TASK STATEMENT - List every file path named in the change summary of the patch below.

TEXT PASSAGE -
'''
From c26be2b2e920b9e79067c9ffa51cc6f122a08743 Mon Sep 17 00:00:00 2001
From: Ben Crocker <bcrocker@redhat.com>
Date: Fri, 2 Jun 2017 19:37:55 -0400
Subject: mapi: Enable assembly language API acceleration for PPC64LE (V2)

Implement assembly language API acceleration for PPC64LE,
analogous to long-standing implementations for X86 and X86-64.

See also similar implementation in libglvnd.

Tested with Piglit.

Signed-off-by: Ben Crocker <bcrocker@redhat.com>
Acked-by: Emil Velikov <emil.velikov@collabora.com>
Reviewed-by: Bill Schmidt <wschmidt@linux.vnet.ibm.com>
---
 src/mapi/Makefile.sources    |   2 +
 src/mapi/entry.c             |  12 ++-
 src/mapi/entry_ppc64le_tls.h | 152 +++++++++++++++++++++++++++++++
 src/mapi/entry_ppc64le_tsd.h | 210 +++++++++++++++++++++++++++++++++++++++++++
 4 files changed, 374 insertions(+), 2 deletions(-)
 create mode 100644 src/mapi/entry_ppc64le_tls.h
 create mode 100644 src/mapi/entry_ppc64le_tsd.h

(limited to 'src/mapi')

diff --git a/src/mapi/Makefile.sources b/src/mapi/Makefile.sources
index 37d6ef3aaae..5647158e3da 100644
--- a/src/mapi/Makefile.sources
+++ b/src/mapi/Makefile.sources
@@ -26,6 +26,8 @@ MAPI_BRIDGE_FILES = \
 	entry_x86-64_tls.h \
 	entry_x86_tls.h \
 	entry_x86_tsd.h \
+	entry_ppc64le_tls.h \
+	entry_ppc64le_tsd.h \
 	mapi_tmp.h
 
 MAPI_FILES = \
diff --git a/src/mapi/entry.c b/src/mapi/entry.c
index 167386d8a9a..1e250122c4a 100644
--- a/src/mapi/entry.c
+++ b/src/mapi/entry.c
@@ -25,8 +25,12 @@
  *    Chia-I Wu <olv@lunarg.com>
  */
 
+#include <stdlib.h>
+#include <stdint.h>
+
 #include "entry.h"
 #include "u_current.h"
+#include "util/u_endian.h"
 
 #define _U_STRINGIFY(x) #x
 #define U_STRINGIFY(x) _U_STRINGIFY(x)
@@ -49,10 +53,14 @@
 #   endif
 #elif defined(USE_X86_64_ASM) && defined(__GNUC__) && defined(GLX_USE_TLS)
 #   include "entry_x86-64_tls.h"
+#elif defined(USE_PPC64LE_ASM) && defined(__GNUC__) && defined(PIPE_ARCH_LITTLE_ENDIAN)
+#   ifdef GLX_USE_TLS
+#      include "entry_ppc64le_tls.h"
+#   else
+#      include "entry_ppc64le_tsd.h"
+#   endif
 #else
 
-#include <stdlib.h>
-
 static inline const struct _glapi_table *
 entry_current_get(void)
'''
INFORMATION SUPPLIED -
'''
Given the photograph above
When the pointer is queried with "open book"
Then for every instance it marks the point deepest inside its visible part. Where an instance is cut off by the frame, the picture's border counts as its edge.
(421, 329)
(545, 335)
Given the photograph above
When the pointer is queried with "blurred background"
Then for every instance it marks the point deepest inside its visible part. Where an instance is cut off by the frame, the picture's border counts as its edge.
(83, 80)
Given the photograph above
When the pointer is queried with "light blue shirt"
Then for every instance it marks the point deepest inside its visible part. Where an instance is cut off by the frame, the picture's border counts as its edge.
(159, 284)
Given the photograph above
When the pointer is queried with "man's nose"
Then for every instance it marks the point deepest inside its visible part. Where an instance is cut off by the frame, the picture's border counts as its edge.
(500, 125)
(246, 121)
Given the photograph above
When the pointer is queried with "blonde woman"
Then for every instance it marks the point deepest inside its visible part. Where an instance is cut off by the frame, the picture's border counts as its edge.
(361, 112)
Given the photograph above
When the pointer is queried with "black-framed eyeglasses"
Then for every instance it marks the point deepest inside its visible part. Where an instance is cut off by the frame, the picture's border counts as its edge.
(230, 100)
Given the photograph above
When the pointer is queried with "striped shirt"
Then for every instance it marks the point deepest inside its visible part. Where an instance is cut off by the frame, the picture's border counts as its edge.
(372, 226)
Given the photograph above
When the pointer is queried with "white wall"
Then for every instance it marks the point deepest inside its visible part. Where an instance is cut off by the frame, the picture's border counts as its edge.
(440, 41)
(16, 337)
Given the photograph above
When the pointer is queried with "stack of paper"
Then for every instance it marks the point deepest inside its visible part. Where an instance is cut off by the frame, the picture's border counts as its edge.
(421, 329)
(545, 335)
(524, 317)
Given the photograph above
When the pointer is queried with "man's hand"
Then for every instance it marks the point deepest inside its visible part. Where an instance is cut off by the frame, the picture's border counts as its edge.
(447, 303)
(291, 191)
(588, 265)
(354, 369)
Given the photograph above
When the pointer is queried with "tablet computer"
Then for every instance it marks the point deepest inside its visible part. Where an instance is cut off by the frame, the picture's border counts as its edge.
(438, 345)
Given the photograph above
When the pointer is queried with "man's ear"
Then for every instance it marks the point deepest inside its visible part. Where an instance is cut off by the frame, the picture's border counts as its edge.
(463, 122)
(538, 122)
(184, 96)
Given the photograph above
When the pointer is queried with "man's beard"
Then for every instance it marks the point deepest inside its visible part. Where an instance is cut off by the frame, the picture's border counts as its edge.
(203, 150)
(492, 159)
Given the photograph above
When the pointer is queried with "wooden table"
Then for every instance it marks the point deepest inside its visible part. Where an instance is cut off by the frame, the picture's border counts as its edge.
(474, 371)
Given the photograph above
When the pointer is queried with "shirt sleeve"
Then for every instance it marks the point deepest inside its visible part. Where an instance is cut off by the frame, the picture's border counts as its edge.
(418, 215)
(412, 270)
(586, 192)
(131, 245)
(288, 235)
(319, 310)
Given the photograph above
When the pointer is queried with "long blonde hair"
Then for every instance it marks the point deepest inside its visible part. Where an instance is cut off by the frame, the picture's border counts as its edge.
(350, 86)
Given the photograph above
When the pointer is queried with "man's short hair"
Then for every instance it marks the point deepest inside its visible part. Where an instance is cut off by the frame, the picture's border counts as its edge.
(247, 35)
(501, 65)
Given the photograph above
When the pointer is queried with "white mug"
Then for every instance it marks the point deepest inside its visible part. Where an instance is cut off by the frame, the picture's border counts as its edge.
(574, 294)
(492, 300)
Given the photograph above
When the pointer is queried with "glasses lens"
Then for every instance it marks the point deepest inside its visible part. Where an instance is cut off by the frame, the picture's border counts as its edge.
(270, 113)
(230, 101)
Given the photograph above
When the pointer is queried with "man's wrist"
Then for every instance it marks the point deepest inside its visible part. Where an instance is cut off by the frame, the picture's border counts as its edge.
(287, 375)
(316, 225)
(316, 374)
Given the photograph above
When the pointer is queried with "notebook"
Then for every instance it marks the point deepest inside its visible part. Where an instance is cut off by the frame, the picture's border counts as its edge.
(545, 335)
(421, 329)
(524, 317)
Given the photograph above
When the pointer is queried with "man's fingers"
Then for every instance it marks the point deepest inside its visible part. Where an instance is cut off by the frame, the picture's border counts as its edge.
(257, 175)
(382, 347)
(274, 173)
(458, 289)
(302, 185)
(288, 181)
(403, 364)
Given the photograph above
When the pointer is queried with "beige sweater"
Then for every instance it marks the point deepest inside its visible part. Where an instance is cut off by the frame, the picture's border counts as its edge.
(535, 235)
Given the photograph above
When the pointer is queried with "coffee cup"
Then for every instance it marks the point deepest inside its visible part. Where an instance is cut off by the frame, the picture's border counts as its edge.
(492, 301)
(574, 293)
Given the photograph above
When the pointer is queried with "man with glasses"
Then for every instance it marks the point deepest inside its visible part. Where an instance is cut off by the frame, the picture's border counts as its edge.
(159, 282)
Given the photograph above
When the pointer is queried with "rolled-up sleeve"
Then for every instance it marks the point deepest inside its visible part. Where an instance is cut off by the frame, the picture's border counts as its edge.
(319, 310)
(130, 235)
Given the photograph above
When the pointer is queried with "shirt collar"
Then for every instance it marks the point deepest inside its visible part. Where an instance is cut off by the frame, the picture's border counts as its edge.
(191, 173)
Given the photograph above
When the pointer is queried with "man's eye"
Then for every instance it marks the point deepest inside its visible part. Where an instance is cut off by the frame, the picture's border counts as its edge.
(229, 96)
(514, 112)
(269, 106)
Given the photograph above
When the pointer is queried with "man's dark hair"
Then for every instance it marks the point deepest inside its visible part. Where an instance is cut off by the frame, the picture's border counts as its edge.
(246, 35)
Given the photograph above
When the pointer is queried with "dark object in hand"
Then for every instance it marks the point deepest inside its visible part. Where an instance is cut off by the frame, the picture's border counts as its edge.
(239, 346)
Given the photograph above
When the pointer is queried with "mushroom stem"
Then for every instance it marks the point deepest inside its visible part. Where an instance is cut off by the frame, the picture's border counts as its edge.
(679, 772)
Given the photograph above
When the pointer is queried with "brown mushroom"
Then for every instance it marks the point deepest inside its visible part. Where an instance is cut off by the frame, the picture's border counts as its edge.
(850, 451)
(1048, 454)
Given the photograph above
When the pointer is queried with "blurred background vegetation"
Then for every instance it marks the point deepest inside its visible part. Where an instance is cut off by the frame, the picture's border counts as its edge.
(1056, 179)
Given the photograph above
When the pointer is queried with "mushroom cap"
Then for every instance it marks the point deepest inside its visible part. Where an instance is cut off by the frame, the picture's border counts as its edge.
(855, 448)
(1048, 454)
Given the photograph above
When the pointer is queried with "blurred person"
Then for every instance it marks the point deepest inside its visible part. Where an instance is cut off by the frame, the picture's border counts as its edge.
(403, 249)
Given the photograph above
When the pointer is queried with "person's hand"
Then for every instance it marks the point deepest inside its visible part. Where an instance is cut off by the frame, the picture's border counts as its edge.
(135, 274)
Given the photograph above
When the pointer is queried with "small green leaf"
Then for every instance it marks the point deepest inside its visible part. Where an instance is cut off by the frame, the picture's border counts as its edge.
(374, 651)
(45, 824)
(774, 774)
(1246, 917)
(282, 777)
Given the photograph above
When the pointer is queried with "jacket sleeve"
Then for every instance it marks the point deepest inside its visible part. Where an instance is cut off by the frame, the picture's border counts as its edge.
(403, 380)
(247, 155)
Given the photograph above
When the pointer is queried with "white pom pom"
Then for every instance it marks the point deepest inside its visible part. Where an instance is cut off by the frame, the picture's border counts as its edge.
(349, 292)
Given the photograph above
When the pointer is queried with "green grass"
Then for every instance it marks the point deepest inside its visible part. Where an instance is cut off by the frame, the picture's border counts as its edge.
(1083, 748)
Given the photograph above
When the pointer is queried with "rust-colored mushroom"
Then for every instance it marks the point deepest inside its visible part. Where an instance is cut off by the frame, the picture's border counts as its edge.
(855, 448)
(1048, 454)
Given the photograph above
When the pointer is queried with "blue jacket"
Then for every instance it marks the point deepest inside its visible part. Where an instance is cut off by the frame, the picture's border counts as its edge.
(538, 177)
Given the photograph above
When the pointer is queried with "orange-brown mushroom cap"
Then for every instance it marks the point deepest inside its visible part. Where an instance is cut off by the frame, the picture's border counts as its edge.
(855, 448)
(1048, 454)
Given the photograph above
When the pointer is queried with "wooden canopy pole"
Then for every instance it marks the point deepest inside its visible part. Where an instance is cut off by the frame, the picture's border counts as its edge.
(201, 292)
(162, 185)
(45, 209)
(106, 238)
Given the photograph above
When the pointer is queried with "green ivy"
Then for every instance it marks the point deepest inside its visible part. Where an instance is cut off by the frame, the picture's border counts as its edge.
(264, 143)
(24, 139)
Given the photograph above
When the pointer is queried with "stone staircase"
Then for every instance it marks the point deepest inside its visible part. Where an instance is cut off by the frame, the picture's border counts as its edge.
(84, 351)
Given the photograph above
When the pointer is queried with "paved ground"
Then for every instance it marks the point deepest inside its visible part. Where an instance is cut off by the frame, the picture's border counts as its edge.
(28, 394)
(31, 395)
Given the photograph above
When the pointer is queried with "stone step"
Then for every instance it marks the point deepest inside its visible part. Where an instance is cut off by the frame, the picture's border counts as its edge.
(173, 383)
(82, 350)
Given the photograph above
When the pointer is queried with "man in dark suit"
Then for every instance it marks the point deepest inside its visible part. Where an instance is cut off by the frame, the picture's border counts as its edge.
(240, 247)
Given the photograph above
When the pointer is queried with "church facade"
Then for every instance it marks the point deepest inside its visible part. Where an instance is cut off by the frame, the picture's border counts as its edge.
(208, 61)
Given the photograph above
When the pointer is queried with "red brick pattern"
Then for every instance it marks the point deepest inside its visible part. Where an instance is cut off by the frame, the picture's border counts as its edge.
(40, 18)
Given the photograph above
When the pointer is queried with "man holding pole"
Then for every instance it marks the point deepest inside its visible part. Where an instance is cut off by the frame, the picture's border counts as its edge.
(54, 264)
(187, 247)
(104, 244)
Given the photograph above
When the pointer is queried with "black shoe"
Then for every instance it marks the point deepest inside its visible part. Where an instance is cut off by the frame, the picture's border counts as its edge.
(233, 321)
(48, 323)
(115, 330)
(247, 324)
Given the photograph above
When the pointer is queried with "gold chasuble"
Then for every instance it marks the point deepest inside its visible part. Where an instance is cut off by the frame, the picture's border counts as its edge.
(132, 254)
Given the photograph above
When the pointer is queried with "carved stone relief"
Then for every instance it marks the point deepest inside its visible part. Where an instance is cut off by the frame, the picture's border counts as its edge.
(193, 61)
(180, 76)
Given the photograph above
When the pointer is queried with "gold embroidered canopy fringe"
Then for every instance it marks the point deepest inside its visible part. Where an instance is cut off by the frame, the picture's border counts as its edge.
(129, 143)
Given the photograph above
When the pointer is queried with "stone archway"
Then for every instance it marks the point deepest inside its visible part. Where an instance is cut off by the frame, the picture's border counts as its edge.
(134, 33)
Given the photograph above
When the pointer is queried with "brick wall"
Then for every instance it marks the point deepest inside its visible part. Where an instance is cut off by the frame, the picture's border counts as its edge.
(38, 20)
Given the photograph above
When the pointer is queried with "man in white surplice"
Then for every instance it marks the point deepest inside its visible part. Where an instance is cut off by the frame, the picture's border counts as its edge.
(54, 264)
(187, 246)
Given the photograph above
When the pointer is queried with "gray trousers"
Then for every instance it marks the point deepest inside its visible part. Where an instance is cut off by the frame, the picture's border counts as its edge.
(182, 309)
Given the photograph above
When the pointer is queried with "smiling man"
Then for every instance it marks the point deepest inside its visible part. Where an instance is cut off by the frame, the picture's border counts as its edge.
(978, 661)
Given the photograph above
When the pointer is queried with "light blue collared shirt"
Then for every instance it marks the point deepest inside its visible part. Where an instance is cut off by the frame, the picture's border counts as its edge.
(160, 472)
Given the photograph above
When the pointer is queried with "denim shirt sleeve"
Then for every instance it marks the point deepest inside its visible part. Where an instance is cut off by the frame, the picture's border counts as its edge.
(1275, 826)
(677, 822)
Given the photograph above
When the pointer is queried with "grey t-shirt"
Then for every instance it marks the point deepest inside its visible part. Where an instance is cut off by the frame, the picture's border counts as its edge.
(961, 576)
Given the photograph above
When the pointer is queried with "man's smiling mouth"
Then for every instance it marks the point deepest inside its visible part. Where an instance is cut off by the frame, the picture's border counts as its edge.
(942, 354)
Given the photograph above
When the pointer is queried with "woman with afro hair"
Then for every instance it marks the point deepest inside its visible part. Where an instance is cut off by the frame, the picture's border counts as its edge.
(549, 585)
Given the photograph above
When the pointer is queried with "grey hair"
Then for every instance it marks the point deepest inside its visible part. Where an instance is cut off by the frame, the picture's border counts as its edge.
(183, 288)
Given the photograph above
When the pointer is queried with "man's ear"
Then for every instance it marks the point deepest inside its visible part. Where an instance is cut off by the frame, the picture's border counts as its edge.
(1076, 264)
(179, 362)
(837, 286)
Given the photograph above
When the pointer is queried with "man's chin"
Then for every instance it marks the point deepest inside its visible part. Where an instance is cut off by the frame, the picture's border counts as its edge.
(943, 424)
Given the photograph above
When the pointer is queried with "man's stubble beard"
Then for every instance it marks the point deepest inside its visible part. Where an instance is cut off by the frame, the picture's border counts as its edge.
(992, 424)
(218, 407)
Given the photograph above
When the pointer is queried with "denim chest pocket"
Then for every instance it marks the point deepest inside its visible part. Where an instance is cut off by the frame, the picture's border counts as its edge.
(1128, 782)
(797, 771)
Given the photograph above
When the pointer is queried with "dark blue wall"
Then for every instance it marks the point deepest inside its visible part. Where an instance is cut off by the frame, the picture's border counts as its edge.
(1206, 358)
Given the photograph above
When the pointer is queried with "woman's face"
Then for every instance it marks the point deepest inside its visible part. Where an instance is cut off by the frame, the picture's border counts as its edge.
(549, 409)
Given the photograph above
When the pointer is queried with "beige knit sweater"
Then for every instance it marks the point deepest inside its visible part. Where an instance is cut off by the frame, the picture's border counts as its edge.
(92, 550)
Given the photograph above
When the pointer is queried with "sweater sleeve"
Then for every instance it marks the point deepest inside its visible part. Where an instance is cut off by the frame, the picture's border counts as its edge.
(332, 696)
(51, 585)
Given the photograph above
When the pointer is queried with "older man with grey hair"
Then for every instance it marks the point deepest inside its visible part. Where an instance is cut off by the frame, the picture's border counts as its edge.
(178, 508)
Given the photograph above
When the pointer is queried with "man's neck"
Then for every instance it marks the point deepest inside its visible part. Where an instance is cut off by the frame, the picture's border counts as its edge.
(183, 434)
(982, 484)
'''
THE RESULT -
src/mapi/Makefile.sources
src/mapi/entry.c
src/mapi/entry_ppc64le_tls.h
src/mapi/entry_ppc64le_tsd.h